--- PROBLEM TO WORK ON ---
Repeat every entry word for word, skipping the pictures.

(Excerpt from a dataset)
================================
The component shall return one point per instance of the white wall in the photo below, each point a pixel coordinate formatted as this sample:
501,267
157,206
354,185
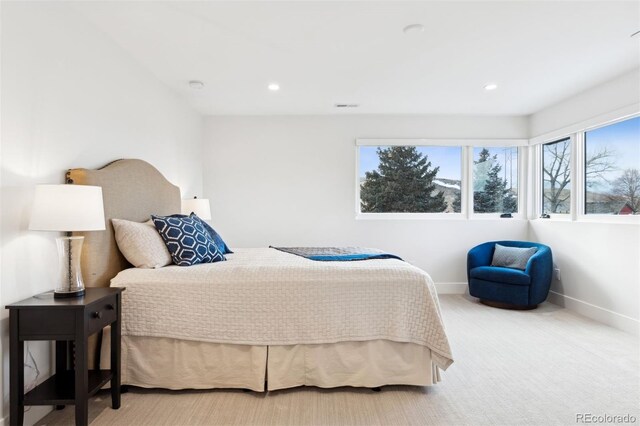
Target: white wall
290,180
610,96
600,271
72,98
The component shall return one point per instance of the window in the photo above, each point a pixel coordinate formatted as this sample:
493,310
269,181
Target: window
495,180
410,179
556,176
612,168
================================
--- EXERCISE RESPONSE ---
The component shall return one point per instance of the white wall in the photo below, each point a pixel coordinate formatted as this sample:
501,267
157,206
354,185
Target: white wall
290,180
610,96
600,271
72,98
The component shall return one point per instance of the window in the photo above, each point a pixel coordinate formatted as this sample:
493,310
269,181
Target: window
495,180
410,179
556,176
612,168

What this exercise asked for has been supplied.